■ QUOTED TEXT:
Crystal structure of hexagonal birnessite MnO2 (red, oxygen; purple, manganese), without the randomly distributed water molecules and metal cations between the layers for clarity.

However, the existence of Mn(III) does not tell the whole story (2). The activity of birnessite as an OER catalyst still shows a puzzling dependence on structural properties such as the crystal phases, chemical composition, and morphology. Moderate activity for the OER has been experimentally shown for hexagonal birnessites, while the more crystalline form, triclinic birnessite, exhibits no activity for this reaction regardless of the same coexistence of Mn(IV) and Mn(III) within the MnO2 layers. A much higher activity was found in a highly disordered birnessite-like phase than in the original less-disordered one (3). Focusing on the composition of Mn(III), the authors of ref. 8 observed that some but not all samples with a lower manganese average oxidation state (AOS) were more active for water oxidation. [A lower Mn AOS in birnessite indicates a higher content of Mn(III).] To understand the chemistry behind all these puzzling observations, one must understand the detailed mechanism of Mn oxidation state switching as mentioned above. In this work, we treat the switching between Mn(IV) and Mn(III) as a defect problem, contending it to be the formation and release of an electron small polaron. We propose a theoretical model based on our first-principles computation and further test it via confirming experiments. This model suggests that the oxidation-state switching of Mn in birnessite is facilitated by a potential step along the c axis, induced by an excess of Mn(III) (together with intercalated cations) in the surface layer, which makes it easier for an electron to transfer back and forth between Mn ions in the surface and next layers. Our model sheds light on the above-mentioned puzzling structure–performance dependence and further suggests “modulation doping” as a general approach to functionalize layered materials.

Results and Discussion

Birnessite has a complicated structure, with the hydrated cations randomly distributed between the MnO2 layers, as well as with structural defects (14) within the layer. The role of water molecules is mainly as a structure stabilizer (15), removal of which causes little change to the electronic structure according to a recent computation (16). Hence, we choose the pure hexagonal MnO2 to study the intrinsic properties, without cation or water intercalation and with the experimental interlayer spacing. Without loss of generality, we assume a ferromagnetic ordering within the layer and an antiferromagnetic ordering between neighboring layers (17). Using this simplified structure model, we focus on Mn(III) and intercalated K, treating them as point defects or defect complexes with the standard supercell approach (18, 19). A 4 × 4 × 1, two-layer, 96-atom supercell is used for our first-principles calculations. The supercell is repeated periodically in all three dimensions.

Mn(III) plays a pivotal role for birnessite OER catalytic activity. In some trivalent Mn and Co oxides with an octahedral building block like that in birnessite (9), the localized single eg electron of the transition metal can form σ bonds with the adsorbates and hence determine the energetics of the intermediates during the OER (10). In operation, usually only a very small portion of Mn sites is actually involved in the reaction, which justifies the defect perspective, and the formation of Mn(III) within the pure MnO2 matrix can be understood with the concept of the Jahn–Teller electron small polaron: One extra electron, initially located at the conduction band minimum (CBM) and delocalized over the whole crystal, becomes finally well localized (small) around one Mn site with a strong Jahn–Teller local distortion and with the oxidation state of this specific Mn decreasing by one. The energy difference between the final and initial states defines the self-trapping energy EST for the small polaron, and a negative EST means a stable small-polaron state. The small polaron is a special kind of point defect and can be explored with the well-established generalized Koopmans’ condition (GKC) approach (20⇓⇓–23).

■ INFORMATION GIVEN:
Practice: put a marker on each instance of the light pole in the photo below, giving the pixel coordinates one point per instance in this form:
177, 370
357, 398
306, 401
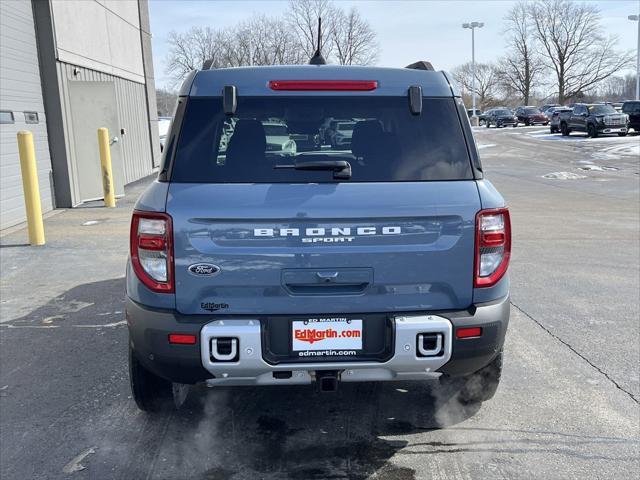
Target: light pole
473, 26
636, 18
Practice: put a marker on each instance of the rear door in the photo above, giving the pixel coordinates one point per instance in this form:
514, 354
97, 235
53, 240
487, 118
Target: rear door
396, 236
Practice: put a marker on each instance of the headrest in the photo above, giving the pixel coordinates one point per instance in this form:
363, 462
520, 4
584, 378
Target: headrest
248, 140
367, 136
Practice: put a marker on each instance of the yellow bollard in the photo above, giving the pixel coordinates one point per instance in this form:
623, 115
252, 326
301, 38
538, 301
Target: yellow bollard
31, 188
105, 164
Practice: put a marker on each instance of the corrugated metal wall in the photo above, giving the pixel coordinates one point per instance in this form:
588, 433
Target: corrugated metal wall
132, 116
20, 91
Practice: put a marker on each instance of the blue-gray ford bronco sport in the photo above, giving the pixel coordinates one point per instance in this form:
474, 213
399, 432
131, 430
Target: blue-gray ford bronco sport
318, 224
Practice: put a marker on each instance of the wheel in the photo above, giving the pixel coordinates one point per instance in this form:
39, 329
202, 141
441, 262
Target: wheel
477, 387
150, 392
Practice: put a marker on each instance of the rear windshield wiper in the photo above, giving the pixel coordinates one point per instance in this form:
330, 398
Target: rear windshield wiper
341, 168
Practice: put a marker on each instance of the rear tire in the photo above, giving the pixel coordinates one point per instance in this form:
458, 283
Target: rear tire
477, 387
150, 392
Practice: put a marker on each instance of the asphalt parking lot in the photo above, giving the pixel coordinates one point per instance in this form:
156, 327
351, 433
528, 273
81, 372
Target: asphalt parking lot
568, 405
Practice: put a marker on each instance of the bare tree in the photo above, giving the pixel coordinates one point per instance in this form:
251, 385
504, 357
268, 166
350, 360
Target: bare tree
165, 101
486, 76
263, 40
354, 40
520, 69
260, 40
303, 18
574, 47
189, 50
==
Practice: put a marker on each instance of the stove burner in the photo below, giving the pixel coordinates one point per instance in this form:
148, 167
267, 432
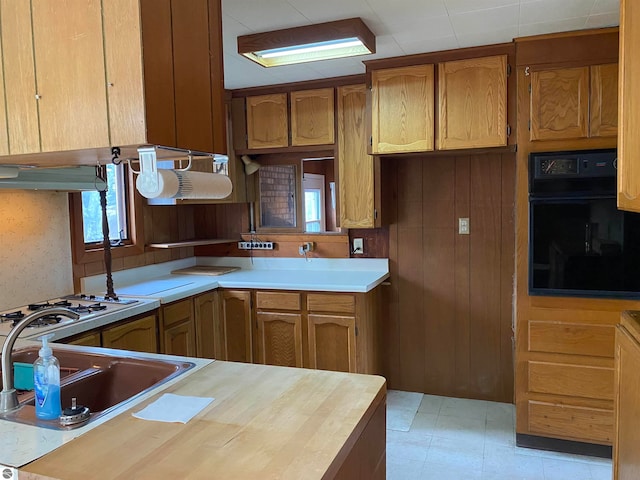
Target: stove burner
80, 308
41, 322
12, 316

■ TASK TO CARRY OUT:
Retype the passage on birnessite catalysts from "Crystal structure of" to "layers for clarity.". The material shown here comes from a separate source.

■ COMPLETED TASK:
Crystal structure of hexagonal birnessite MnO2 (red, oxygen; purple, manganese), without the randomly distributed water molecules and metal cations between the layers for clarity.